*Work instruction*
Set down each record exactly. Omit the pictures.

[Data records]
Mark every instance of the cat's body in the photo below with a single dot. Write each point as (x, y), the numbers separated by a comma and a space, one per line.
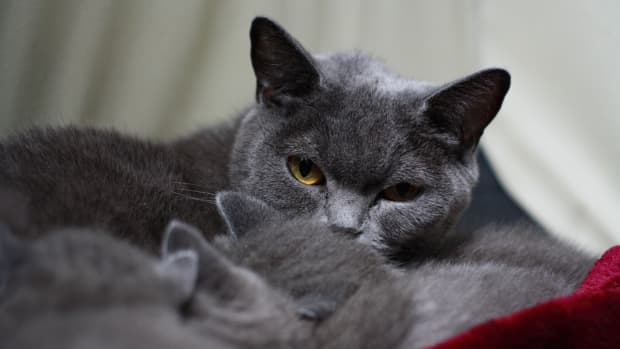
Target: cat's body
(116, 183)
(492, 272)
(280, 282)
(395, 157)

*Task solution*
Mark every instance of the cat's body in the photo below with a single dot. Write each point as (x, y), the numbers separated by a comma and a space, one per line.
Target: cat's body
(116, 183)
(492, 272)
(280, 282)
(395, 157)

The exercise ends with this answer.